• **Exercício curto a**:
Responda com base na resenha:
(i) Em que mês e ano a obra foi publicada?
(ii) Quais países aparecem no título do livro?
(iii) Como a resenha descreve o percurso dos feminismos nesses países?

• **Trecho fornecido**:
+ + + + +
BLAY e AVELAR 50 anos de feminismo FeminismoBLAY, Eva Alterman; AVELAR, Lúcia. 50 anos de feminismo: Argentina, Brasil e Chile: a construção das mulheres como atores políticos e democráticos. São Paulo: EUSP, Fapesp, 2017. Resenha de: ALEIXO, Mariah Torres. Argentina, Brasil, Chile entre feminismos e os direitos das mulheres. Revista de Estudos Feministas, Florianópolis, v.28 n.2 2020.

Em abril de 2017, a socióloga Eva Alterman Blay e a politóloga Lúcia Avelar publicaram1 a obra 50 anos de Feminismo: Argentina, Brasil, Chile: a construção das Mulheres como Atores Políticos e Democráticos. O livro é uma coletânea de artigos que transitam entre sociologia, ciência política, antropologia, demografia, comunicação e os ativismos feministas.

Embora o contexto político sul-americano recente indique retrocessos no que concerne às conquistas de direitos das mulheres, a publicação – ao fazer a genealogia e a problematização de mobilizações, conquistas e desafios feministas na Argentina, no Brasil e no Chile – mostra que há feminismo consolidado nesses países, induzindo pensar no caráter provisório de alguns recuos atuais. Nesse sentido, os feminismos, especialmente nesses países, não seguem um traçado evolutivo unilinear em direção ao progresso, mas seu percurso é espiralado, permeado de conquistas, derrotas e transformações.
+ + + + +
[Registros do conjunto de dados]
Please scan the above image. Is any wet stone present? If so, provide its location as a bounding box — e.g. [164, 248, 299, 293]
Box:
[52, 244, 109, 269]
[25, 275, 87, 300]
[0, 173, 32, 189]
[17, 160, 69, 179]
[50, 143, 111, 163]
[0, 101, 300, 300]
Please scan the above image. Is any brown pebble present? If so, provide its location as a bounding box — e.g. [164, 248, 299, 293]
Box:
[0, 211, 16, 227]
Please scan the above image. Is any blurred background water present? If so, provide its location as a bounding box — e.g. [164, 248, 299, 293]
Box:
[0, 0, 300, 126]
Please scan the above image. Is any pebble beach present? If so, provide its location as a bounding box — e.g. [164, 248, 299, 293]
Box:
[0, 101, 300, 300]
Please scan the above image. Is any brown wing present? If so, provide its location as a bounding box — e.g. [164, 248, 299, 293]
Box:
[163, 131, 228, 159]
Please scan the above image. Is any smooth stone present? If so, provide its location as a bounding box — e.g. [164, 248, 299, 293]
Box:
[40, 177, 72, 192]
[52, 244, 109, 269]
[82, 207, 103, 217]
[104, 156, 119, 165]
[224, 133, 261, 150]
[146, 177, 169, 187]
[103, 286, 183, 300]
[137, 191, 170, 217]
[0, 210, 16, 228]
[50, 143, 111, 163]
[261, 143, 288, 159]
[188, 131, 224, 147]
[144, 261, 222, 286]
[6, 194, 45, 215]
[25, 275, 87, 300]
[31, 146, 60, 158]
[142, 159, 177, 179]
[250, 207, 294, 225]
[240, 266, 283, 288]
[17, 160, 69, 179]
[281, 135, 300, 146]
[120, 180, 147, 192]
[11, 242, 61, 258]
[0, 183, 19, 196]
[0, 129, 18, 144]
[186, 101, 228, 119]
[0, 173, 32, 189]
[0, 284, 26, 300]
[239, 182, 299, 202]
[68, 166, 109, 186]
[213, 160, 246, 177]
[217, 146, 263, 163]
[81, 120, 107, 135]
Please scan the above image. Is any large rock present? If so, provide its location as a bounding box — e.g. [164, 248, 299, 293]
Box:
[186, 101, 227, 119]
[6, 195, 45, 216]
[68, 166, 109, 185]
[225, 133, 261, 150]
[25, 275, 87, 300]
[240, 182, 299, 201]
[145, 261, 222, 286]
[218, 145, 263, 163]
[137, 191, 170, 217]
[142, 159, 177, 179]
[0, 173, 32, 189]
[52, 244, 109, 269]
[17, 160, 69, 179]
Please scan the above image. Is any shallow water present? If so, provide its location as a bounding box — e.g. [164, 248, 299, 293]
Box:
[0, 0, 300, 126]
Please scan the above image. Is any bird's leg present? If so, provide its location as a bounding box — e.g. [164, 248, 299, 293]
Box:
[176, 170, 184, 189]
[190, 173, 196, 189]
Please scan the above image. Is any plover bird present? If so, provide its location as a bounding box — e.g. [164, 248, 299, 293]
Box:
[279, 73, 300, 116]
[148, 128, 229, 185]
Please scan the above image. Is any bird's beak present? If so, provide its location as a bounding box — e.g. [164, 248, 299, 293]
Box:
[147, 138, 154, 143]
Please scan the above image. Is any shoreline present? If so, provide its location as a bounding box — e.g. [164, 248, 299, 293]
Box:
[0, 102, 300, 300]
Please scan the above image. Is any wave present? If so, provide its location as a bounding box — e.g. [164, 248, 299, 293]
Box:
+ + + + +
• **Exercício curto b**:
Nas entradas, reescreva as linhas entre a que contém "Please scan the above image. Is any brown pebble" e a que contém "[0, 211, 16, 227]", inclusive, mantendo o texto dos pedidos. Multiplique por 0,65 as coordenadas das caixas nas respostas, sem mexer nos pedidos nem no exemplo de formato, e arredonde para inteiros, com meios para cima; apresente só essas linhas.

• **Resposta correta a**:
(i) Em abril de 2017.
(ii) Argentina, Brasil e Chile.
(iii) Como um percurso espiralado, permeado de conquistas, derrotas e transformações, e não um traçado evolutivo unilinear em direção ao progresso.

• **Resposta correta b**:
Please scan the above image. Is any brown pebble present? If so, provide its location as a bounding box — e.g. [164, 248, 299, 293]
Box:
[0, 137, 10, 148]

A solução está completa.